Record excerpts:
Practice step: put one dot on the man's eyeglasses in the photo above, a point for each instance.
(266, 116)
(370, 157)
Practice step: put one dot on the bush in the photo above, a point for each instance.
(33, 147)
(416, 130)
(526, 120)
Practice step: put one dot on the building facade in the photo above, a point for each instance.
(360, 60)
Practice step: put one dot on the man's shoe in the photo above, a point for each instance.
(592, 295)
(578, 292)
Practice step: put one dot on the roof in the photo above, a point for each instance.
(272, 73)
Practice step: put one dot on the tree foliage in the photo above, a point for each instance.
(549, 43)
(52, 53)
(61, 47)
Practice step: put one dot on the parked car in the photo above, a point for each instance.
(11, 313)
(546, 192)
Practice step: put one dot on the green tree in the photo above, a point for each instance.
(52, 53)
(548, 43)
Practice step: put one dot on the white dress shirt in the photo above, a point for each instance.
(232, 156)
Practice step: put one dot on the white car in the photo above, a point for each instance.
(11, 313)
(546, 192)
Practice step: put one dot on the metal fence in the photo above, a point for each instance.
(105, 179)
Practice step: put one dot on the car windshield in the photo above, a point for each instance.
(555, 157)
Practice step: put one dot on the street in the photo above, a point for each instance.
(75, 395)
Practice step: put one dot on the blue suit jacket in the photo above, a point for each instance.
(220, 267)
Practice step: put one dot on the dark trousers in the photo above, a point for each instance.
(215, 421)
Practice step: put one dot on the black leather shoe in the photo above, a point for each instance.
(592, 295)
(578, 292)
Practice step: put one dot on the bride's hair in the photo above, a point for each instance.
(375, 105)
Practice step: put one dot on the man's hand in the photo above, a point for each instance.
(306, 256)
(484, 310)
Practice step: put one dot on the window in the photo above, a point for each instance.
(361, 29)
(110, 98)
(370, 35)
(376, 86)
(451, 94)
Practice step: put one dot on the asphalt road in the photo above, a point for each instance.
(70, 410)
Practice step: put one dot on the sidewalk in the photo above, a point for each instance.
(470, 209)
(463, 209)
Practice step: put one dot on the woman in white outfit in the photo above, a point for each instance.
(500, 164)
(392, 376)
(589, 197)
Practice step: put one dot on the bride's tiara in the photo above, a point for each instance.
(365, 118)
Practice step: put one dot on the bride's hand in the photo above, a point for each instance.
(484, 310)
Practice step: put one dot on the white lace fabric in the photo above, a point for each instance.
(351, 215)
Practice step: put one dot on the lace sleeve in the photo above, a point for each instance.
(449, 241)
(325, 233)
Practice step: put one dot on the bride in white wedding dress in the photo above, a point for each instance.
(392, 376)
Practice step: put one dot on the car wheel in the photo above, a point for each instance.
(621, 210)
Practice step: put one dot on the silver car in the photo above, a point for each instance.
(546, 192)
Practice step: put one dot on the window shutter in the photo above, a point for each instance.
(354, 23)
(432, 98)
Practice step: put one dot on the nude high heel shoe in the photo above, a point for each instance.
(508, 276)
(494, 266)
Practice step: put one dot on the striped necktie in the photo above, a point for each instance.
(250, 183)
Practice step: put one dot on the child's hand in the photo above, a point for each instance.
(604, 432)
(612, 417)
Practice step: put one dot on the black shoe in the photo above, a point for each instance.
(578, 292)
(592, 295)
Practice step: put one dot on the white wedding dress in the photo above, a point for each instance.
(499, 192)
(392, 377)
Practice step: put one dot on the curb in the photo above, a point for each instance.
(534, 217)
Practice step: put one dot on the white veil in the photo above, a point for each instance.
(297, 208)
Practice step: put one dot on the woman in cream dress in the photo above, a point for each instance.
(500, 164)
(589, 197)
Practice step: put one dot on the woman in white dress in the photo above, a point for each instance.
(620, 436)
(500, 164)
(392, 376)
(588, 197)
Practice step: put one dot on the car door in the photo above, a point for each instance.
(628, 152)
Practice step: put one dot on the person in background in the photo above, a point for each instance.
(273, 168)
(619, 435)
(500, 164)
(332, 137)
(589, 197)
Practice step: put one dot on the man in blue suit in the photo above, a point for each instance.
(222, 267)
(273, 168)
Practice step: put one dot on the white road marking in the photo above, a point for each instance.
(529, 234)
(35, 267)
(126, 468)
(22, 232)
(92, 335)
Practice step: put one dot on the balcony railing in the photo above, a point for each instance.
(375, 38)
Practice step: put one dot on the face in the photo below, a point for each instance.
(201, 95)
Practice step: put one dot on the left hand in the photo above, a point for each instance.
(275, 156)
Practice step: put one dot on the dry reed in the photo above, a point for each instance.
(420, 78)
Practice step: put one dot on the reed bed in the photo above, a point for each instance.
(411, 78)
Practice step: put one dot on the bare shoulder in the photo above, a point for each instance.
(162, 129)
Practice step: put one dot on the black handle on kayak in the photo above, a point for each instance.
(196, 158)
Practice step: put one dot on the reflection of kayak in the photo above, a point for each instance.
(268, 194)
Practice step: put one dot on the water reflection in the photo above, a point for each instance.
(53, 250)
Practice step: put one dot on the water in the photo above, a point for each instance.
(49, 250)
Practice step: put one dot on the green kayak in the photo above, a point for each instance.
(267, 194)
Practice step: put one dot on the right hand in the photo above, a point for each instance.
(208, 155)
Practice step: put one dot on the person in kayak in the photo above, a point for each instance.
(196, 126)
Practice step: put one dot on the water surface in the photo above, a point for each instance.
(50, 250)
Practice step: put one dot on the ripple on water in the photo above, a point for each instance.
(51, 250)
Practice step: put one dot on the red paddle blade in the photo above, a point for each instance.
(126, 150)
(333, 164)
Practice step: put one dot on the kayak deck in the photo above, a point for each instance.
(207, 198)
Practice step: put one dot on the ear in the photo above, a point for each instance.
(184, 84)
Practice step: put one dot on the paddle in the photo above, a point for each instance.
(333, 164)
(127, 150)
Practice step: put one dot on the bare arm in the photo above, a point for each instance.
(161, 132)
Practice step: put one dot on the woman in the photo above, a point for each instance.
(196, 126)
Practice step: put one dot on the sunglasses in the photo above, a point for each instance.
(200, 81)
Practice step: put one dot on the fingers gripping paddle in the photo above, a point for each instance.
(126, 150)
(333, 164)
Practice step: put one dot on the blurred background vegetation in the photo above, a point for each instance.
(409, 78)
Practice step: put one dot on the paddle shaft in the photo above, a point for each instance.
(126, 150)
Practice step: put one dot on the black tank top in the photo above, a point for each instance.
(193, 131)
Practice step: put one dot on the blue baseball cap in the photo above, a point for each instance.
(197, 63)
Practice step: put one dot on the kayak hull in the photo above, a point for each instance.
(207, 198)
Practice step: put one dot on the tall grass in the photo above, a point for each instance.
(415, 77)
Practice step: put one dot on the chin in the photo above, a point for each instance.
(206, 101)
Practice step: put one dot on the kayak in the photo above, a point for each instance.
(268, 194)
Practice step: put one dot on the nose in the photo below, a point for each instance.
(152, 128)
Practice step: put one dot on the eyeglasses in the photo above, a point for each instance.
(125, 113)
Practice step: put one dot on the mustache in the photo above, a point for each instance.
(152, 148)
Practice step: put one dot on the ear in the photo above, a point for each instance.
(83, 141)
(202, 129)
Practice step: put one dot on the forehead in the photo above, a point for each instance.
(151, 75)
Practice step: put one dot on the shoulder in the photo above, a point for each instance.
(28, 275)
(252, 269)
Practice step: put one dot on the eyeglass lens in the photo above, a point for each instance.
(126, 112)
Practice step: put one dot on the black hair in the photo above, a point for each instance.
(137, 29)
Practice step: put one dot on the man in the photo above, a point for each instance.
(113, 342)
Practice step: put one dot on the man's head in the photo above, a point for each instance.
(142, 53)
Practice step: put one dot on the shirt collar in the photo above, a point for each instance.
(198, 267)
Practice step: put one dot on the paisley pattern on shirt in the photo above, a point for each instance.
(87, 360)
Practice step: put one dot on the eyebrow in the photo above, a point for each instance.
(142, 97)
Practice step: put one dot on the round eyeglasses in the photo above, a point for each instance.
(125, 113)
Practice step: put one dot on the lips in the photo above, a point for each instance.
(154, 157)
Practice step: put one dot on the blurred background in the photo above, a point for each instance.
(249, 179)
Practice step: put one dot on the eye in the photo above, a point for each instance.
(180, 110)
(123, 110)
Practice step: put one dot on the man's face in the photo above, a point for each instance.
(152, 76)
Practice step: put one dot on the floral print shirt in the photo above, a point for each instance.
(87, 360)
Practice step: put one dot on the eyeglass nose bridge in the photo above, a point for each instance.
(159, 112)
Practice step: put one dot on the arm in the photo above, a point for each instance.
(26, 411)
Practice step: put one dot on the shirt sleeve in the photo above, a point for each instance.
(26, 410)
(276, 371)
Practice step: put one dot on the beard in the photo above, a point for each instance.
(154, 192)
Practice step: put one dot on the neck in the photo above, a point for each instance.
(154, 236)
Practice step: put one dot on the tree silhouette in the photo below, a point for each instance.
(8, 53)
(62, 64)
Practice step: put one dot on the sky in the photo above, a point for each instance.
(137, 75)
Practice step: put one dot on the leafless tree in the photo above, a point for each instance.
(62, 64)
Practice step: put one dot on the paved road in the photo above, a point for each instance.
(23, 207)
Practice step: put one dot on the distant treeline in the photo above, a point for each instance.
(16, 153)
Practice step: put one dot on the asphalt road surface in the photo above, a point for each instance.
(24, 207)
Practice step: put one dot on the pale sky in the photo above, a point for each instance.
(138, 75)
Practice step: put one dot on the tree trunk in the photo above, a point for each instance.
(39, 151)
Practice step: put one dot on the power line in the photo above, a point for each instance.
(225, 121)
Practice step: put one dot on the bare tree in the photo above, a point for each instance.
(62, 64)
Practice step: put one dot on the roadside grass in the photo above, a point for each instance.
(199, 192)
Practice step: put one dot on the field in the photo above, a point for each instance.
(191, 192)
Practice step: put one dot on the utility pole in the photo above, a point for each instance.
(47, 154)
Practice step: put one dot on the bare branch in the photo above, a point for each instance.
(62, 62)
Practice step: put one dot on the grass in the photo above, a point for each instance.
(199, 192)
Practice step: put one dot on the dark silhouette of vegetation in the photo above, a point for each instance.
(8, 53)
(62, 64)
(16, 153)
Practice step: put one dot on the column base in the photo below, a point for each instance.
* * *
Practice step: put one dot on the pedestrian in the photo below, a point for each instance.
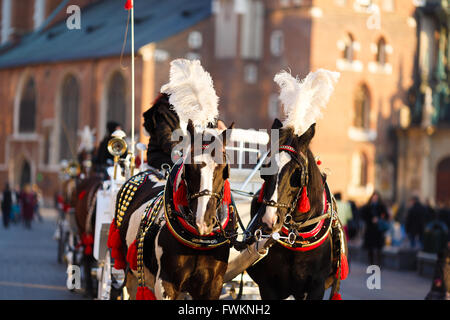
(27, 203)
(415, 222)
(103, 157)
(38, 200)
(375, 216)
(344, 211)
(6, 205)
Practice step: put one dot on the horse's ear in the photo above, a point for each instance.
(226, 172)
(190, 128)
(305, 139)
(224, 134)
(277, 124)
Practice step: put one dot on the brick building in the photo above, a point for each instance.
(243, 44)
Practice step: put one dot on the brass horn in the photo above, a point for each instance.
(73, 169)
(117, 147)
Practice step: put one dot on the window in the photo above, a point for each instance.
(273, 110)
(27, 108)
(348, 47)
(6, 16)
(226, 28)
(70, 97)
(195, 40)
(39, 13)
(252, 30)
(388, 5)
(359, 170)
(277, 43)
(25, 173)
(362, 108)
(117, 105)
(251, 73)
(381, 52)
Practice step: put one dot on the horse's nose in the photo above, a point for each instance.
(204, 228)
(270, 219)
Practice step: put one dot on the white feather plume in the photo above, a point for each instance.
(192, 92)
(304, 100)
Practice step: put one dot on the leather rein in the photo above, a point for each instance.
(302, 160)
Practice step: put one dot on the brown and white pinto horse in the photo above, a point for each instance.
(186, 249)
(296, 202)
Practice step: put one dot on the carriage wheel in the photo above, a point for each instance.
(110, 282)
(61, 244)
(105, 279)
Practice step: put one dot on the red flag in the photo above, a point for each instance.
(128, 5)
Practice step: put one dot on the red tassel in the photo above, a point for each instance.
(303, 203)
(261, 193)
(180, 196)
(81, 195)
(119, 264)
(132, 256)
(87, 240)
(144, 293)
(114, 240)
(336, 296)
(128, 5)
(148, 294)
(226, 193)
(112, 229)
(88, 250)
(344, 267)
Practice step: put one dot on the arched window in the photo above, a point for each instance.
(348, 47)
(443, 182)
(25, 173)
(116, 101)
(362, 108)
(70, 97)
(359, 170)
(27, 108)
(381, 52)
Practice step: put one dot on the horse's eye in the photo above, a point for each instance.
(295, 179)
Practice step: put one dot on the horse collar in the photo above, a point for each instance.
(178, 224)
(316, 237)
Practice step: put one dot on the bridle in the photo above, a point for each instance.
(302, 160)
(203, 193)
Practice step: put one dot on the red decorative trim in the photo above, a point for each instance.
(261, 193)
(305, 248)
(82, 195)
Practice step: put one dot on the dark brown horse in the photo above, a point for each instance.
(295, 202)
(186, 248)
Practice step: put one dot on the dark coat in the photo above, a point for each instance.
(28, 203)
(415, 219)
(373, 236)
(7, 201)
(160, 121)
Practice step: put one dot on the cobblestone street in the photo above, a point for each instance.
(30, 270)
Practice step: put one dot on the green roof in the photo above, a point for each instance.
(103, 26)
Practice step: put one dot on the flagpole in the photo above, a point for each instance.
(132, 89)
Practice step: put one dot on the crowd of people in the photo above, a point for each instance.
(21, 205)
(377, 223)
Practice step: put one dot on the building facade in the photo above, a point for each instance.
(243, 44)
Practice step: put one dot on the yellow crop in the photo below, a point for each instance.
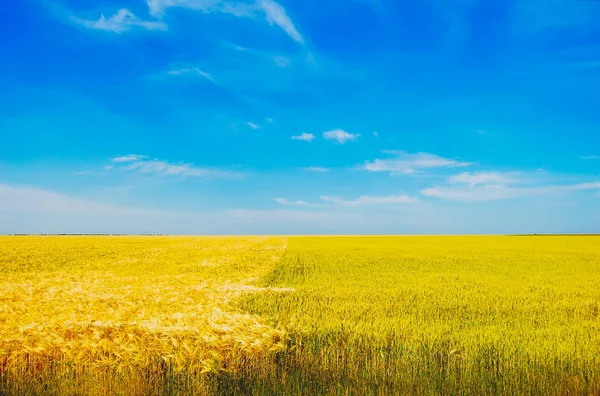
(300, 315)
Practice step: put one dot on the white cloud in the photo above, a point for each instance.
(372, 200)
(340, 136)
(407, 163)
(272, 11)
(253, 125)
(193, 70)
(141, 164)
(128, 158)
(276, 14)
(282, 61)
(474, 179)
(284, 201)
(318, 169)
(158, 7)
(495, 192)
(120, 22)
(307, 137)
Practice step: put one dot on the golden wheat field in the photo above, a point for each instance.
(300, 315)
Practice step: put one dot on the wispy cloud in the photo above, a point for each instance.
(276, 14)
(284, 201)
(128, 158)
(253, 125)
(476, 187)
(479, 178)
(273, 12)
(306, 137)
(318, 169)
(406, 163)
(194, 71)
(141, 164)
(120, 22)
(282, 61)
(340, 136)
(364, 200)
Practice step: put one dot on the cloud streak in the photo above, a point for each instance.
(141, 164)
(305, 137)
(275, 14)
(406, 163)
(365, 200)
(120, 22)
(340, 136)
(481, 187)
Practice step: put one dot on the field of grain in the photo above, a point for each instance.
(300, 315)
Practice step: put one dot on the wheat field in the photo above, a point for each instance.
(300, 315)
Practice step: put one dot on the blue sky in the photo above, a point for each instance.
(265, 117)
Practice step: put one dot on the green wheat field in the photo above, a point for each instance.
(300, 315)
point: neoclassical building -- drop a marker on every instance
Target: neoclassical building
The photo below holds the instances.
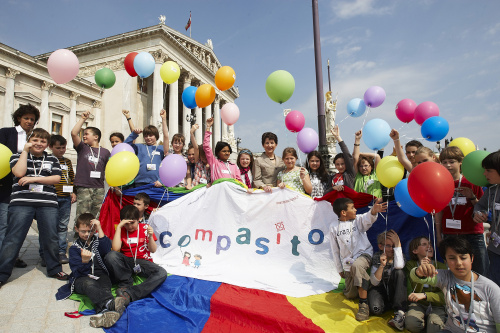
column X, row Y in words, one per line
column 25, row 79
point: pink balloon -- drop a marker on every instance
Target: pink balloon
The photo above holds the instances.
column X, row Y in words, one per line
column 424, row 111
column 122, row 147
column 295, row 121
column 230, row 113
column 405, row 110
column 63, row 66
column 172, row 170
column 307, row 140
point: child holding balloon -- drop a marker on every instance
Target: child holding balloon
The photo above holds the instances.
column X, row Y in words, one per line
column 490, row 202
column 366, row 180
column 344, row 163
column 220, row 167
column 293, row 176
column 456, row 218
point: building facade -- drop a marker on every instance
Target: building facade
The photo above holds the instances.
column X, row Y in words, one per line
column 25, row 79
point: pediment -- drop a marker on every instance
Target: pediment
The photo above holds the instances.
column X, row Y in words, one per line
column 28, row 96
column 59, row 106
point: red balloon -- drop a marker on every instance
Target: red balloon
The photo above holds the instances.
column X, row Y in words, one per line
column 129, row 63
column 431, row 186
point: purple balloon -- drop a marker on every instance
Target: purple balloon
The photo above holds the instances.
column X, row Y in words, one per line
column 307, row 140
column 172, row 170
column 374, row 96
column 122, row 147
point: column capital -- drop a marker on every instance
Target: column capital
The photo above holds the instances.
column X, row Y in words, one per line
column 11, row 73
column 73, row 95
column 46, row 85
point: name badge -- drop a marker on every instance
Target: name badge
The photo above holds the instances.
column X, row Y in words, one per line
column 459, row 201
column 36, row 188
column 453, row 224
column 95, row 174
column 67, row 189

Requirement: The expected output is exactly the lines of the listing above between the line holding "Practice step: put one dot on the pale" and the line holding "Practice step: put one dot on the column", inclusive.

Final answer:
Practice step: put one dot on the pale sky in the photo above, a point for each instance.
(138, 75)
Practice step: put one dot on the tree trunk in the photo above, a point for each instance.
(39, 151)
Practice step: put one dot on the power line in the photo above, a point for each instance.
(225, 121)
Practice step: put one dot on the bare tree in the photo above, a point for each instance.
(62, 64)
Practice step: put one dot on the roadside grass in the photo above, a point for each instance.
(199, 192)
Practice step: put one dot on the field in the photo above, a point for each instance.
(191, 192)
Practice step: put one dot on the utility pole in the photo above, a point for each instance.
(47, 154)
Practice step: put one dot on the bare branch in the photo above, a point for each instance.
(62, 62)
Practice step: put one dot on the grass in the photo above, a point for each instance.
(199, 192)
Practice step: put one dot on the dark silhouette of vegetation in the photo above, a point for each instance.
(8, 53)
(62, 64)
(16, 153)
Practice step: put one dot on the column base in the photo below, a point for each instance.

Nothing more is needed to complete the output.